Dataset records:

= = = = =

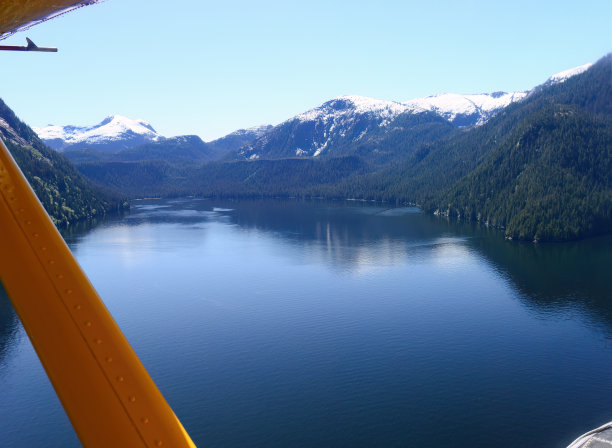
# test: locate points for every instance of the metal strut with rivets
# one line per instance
(104, 388)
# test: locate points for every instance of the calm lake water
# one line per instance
(318, 324)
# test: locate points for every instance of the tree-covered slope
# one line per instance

= = = = =

▸ Given instruction: Edit the rows above so that each "instance" becomes "occurrence", with everything else left as it is. Omit the pictures from your answer.

▸ The result:
# test: locate points for every occurrence of the metal strut with rivets
# one line per occurrence
(104, 388)
# test: locate points for every occurrence of the calm lake water
# one line per occurrence
(318, 324)
# test: locate points for every occurrence of the tree-covered slope
# one line per occurrence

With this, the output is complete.